→ **Provided data**:
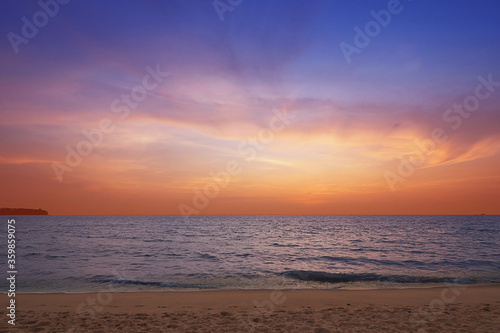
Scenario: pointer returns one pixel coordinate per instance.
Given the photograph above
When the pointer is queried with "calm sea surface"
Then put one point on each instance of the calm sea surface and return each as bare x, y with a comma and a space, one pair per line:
87, 253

→ **Exercise requirements**: Reply with exactly the lines above from the one that contains "Then put one" through the final line of the material, and with nothing else.

→ **Task result**:
Then put one point on each instance of the calm sea surface and return each as bare x, y with a comma and a space, one pair per line:
87, 253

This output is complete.